--- MATERIAL TO PROCESS ---

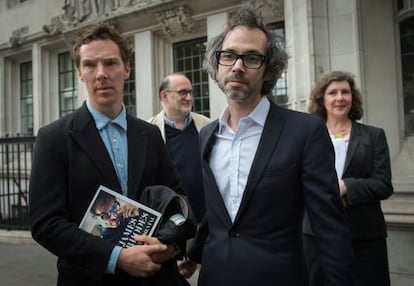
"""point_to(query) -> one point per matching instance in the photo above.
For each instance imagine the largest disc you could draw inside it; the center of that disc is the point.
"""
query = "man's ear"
(127, 71)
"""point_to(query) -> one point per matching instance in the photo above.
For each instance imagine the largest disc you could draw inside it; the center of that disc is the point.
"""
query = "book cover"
(117, 218)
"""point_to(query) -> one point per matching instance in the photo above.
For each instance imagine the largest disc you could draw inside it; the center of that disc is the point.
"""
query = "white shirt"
(233, 153)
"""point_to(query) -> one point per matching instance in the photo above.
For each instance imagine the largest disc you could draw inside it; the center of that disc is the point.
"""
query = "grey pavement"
(24, 262)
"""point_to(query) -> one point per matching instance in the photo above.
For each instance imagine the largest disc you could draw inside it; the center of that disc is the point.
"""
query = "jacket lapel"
(84, 132)
(137, 143)
(354, 142)
(206, 144)
(267, 145)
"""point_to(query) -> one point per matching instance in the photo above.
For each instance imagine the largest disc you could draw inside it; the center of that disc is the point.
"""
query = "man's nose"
(101, 72)
(238, 64)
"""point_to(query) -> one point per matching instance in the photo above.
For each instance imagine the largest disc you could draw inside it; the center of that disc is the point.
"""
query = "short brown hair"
(101, 31)
(316, 105)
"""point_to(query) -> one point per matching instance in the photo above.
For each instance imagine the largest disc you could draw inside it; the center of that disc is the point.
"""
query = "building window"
(26, 99)
(188, 58)
(130, 91)
(280, 90)
(67, 84)
(407, 62)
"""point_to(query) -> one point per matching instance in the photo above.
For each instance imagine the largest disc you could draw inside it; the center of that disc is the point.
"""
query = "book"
(117, 218)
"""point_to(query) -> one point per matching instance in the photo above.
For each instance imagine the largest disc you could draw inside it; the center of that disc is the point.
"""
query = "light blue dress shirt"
(233, 153)
(171, 123)
(114, 136)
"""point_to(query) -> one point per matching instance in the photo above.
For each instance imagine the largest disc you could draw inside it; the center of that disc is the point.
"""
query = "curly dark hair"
(276, 58)
(101, 31)
(316, 105)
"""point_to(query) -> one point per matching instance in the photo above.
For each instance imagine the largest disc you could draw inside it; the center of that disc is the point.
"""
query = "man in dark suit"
(262, 165)
(99, 144)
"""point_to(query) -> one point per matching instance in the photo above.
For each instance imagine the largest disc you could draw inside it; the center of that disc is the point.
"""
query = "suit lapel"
(136, 157)
(84, 132)
(267, 144)
(354, 142)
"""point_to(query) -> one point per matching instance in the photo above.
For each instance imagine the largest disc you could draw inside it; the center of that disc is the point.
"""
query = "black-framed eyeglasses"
(108, 213)
(182, 92)
(250, 61)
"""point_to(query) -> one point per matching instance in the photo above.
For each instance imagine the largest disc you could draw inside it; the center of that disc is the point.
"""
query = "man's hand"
(137, 260)
(161, 256)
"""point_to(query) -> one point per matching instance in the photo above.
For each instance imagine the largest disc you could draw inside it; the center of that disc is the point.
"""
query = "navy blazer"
(367, 175)
(70, 162)
(293, 167)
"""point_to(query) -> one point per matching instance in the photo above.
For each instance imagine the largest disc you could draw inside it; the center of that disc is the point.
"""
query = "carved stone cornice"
(274, 7)
(175, 22)
(77, 12)
(17, 37)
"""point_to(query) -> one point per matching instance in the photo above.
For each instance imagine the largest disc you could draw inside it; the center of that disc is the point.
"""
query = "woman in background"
(364, 176)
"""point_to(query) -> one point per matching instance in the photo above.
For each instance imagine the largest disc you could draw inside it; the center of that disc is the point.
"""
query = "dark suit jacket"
(293, 167)
(70, 162)
(367, 175)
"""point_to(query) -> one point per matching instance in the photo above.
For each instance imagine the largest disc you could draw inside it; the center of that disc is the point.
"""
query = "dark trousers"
(370, 265)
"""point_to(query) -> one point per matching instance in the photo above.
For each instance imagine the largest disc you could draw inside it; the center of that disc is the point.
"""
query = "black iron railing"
(15, 166)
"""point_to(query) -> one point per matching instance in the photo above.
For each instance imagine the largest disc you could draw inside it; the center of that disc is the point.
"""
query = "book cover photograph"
(117, 218)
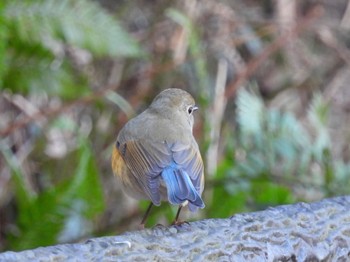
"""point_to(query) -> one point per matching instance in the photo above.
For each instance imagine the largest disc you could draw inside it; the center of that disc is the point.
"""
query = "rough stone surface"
(301, 232)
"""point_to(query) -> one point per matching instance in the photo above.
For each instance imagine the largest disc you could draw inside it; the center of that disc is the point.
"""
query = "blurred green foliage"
(35, 37)
(62, 212)
(270, 157)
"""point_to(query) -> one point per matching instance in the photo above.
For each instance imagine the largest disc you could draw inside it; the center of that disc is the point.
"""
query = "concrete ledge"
(317, 231)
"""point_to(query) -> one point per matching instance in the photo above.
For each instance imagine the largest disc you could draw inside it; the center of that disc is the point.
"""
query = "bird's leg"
(145, 216)
(176, 221)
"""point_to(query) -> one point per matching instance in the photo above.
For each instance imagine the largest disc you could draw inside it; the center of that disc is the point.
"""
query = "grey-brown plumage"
(156, 156)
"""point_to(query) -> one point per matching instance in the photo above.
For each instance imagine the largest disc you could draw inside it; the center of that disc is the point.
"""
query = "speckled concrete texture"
(301, 232)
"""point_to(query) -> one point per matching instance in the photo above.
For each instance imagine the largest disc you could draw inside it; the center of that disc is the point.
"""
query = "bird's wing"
(189, 158)
(146, 161)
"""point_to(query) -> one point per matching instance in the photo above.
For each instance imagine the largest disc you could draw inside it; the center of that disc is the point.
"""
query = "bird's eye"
(190, 110)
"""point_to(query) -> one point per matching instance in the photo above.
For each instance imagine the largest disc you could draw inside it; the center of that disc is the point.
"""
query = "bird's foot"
(179, 223)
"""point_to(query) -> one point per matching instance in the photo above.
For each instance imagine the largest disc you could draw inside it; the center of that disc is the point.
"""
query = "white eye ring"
(191, 109)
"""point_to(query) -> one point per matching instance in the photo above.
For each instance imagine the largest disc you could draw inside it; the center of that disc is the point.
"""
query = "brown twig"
(272, 48)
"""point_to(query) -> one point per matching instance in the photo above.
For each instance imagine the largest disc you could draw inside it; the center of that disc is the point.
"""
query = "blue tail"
(180, 188)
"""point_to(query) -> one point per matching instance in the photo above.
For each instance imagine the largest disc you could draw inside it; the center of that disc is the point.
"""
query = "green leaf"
(250, 110)
(80, 23)
(62, 213)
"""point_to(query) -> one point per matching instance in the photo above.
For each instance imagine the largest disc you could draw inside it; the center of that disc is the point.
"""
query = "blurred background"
(270, 77)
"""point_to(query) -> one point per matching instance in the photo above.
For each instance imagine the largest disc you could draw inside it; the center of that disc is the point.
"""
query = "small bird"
(156, 156)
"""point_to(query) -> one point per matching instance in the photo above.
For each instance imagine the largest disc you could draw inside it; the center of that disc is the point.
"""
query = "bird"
(156, 156)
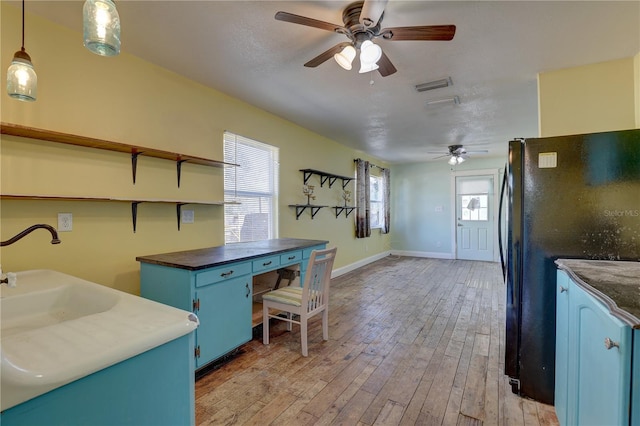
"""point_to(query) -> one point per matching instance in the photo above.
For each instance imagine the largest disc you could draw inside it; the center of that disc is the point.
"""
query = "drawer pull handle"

--- EXERCISE OBJECTIVE ---
Count the lines in the entries above that contain the string "blue", with case counting, and reply with only that number.

--- PROBLEM SOLUTION ---
2